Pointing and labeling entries
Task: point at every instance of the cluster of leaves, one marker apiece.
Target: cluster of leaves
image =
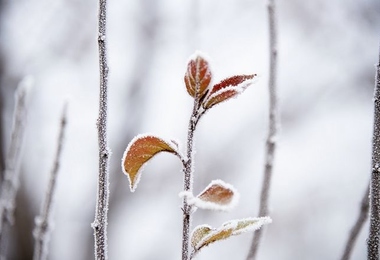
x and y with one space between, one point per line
218 195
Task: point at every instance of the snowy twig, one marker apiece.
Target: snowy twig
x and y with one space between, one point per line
100 223
273 125
9 186
374 229
363 215
43 222
188 181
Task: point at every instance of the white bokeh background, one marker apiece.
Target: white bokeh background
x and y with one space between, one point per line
327 52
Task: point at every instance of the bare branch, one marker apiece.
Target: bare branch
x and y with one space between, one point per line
363 215
43 221
101 215
273 125
374 229
10 184
188 181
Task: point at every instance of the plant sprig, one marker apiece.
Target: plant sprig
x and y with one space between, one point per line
218 195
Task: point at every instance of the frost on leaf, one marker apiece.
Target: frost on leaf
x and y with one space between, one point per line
218 195
141 149
227 89
204 235
198 76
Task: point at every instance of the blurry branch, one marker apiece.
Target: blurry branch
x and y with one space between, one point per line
100 223
10 184
194 36
363 215
374 229
43 221
273 125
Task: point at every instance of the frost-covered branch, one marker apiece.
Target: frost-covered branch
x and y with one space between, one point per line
374 228
43 221
273 125
363 215
188 181
10 184
100 223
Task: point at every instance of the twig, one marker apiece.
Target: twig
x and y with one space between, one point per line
10 184
100 223
273 125
363 215
188 181
374 229
43 221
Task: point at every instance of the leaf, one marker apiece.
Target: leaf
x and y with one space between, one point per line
227 89
212 236
249 224
204 235
140 150
198 76
218 195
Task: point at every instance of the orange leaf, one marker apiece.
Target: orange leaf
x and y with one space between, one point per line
231 82
141 149
218 195
198 76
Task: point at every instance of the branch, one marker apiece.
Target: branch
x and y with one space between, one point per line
363 215
43 222
10 184
100 223
273 125
188 181
374 229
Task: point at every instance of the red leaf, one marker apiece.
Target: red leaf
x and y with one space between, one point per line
220 96
198 76
231 82
227 89
139 151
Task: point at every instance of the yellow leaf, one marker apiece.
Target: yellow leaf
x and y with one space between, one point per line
141 149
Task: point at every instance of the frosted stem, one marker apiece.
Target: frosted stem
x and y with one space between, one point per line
100 223
10 184
188 181
43 222
363 215
374 228
273 125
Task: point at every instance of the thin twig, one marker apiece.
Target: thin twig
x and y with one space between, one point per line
273 125
363 215
374 228
101 215
43 221
188 181
10 184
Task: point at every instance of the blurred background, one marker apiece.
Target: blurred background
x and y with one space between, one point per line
327 52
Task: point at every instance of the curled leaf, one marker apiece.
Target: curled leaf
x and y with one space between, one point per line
140 150
204 235
198 75
227 89
218 195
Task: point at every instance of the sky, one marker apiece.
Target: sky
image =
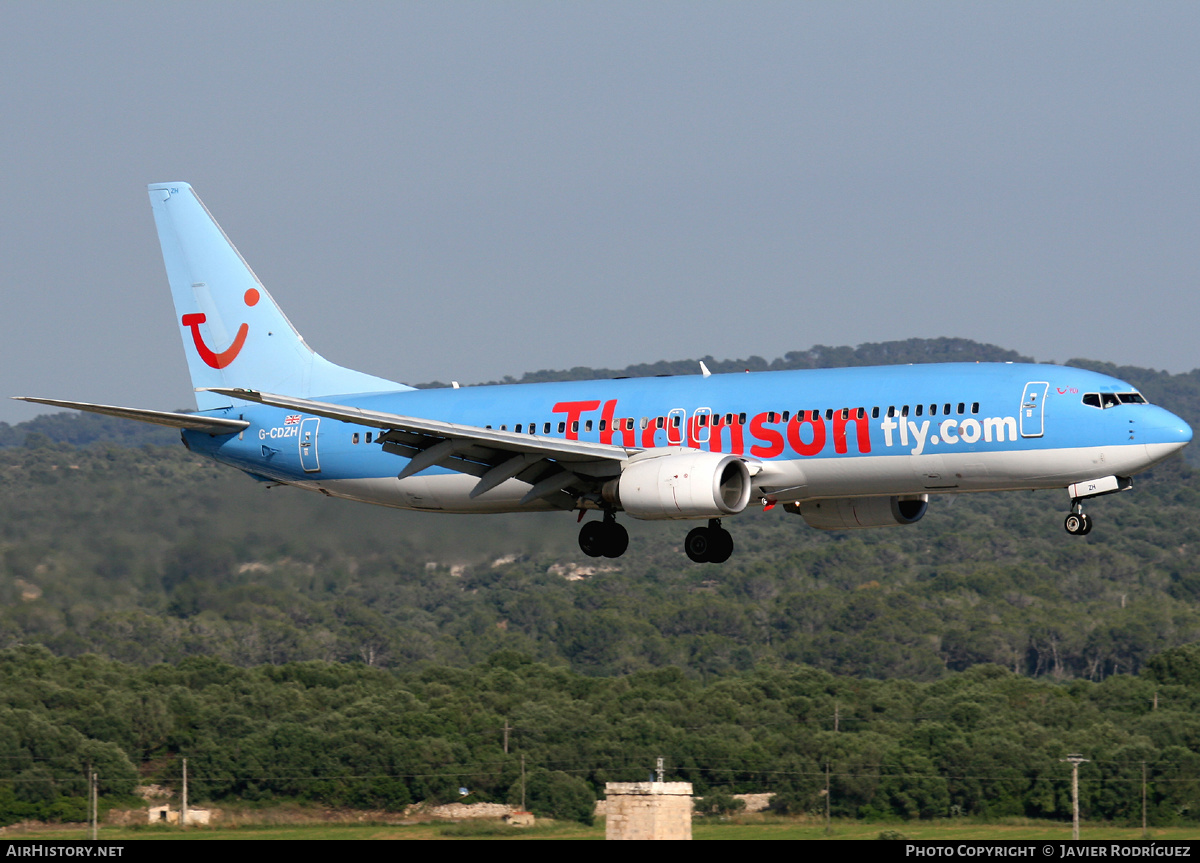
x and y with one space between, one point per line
471 190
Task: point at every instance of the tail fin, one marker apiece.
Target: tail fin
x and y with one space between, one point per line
234 334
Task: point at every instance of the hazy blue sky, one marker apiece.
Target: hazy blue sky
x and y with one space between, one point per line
473 190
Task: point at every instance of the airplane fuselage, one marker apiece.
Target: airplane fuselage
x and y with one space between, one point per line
821 433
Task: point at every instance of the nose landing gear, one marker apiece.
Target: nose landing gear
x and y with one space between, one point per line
604 538
1078 523
712 544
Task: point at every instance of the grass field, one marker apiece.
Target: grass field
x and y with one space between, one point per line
741 828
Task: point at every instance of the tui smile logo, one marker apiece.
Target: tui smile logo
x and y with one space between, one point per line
211 358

== What you are asked to do ==
Without including any pictures, print all of the material exactly as given.

== Result ==
Task: point at every instance of the cluster of leaves, one marker apiece.
Target: cluster of leaves
image =
x and y with one space between, one point per line
218 195
Task: point at every instance of the snowy twig, one marker apiece.
Target: snowy twig
x and y with one space between, one point per line
100 223
273 125
9 186
374 229
363 215
43 222
188 181
Task: point at every instance of the white bokeh background, one marker apiece.
Target: white bokeh background
x and y with one space between, one point per line
327 52
Task: point at every instance of the bare branch, one marker apiece.
Target: bare branch
x and y with one space between, one point per line
363 215
43 221
101 215
273 125
374 229
10 184
188 181
Task: point at every instance of the plant sprig, one marker apiece.
Target: plant sprig
x and y with one space between, one point per line
218 195
Task: point at every instance of the frost on leaf, one marker apiece.
Target: frost on leaf
x and y with one space between, one point per line
218 195
141 149
227 89
204 235
198 76
Task: point at every instance of the blurry branch, one marker apiece.
Target: blurry branch
x and y with one space between, one point per line
100 223
10 184
194 36
363 215
374 229
43 221
273 125
Task: point at every instance of the frost-covered branch, one marker apiece.
Target: frost-covered branch
x and y with one space between, one point per line
374 228
43 221
273 125
363 215
188 181
10 184
100 223
Task: point at every instance of the twig, one marker apiece.
Target: twig
x and y with one space between, one point per line
10 184
100 223
273 125
363 215
188 181
374 229
43 221
Task: point at every instance of the leaf, one marker apiece.
Target: leaf
x and y with one space between, one point per line
227 89
212 236
249 224
204 235
140 150
198 76
218 195
Task: point at every instance of the orange leaf, one marker apiece.
Target: orange leaf
x and y with one space between, one point per line
231 82
141 149
218 195
198 76
Task: point at every instance of the branch, one marker apiece.
Target: branch
x and y with one space between, one point per line
363 215
43 222
10 184
100 223
273 125
188 181
374 229
Task: point at every instance of the red leaf, one marker apiece.
Target: red leaf
x and y with one space between, one point per line
220 96
198 76
231 82
227 89
139 151
Task: point at every instance of the yellow leaf, one marker apiece.
Target: yellow leaf
x and y with one space between, one point per line
141 149
Task: point at every instance of the frosted stem, one marker apiece.
Target: frosted stem
x and y with one space between, one point per line
100 223
10 184
188 181
43 222
363 215
374 228
273 125
Task: point at every instance of the thin twig, one marker apiece.
Target: thin twig
x and y with one space between, one point per line
273 125
363 215
374 228
101 215
43 221
188 181
10 184
Task: point at every instance of the blurred background, one marker apiece.
Target: blurred background
x and y with one space between, one point per line
327 52
Task: point at every instance of the curled leaf, one marker apiece.
Target: curled leaf
x and y with one space between, one point per line
140 150
204 235
198 75
227 89
218 195
Task: point at every instance of the sky, one marker apiece.
Target: sky
image =
x and y with one space between, one point per line
471 190
Task: point at every instance of the tail fin, one marker apiece.
Target: tail fin
x and y with one space between, one point per line
234 334
Task: point at every instance of the hazy blue sky, one marker apiece.
Target: hazy blue sky
x and y with one space between, one point per line
473 190
Task: point at every instance of the airplane fuselage, one marker apiece.
Target: airplane fuselage
x and y with one space between, one point per line
821 433
Task: point at every instance of the nose landing gear, one marker apiece.
Target: nose landing gear
x and y with one space between, one point per line
604 538
1078 523
712 544
Task: point at every instance of the grass field, one marker apiece.
Target: grass field
x and y with one space between, one point per line
741 828
Task: point at every instance of the tui smile logo, one marker apiece.
Target: tui smile logo
x and y with one space between, one point per line
211 358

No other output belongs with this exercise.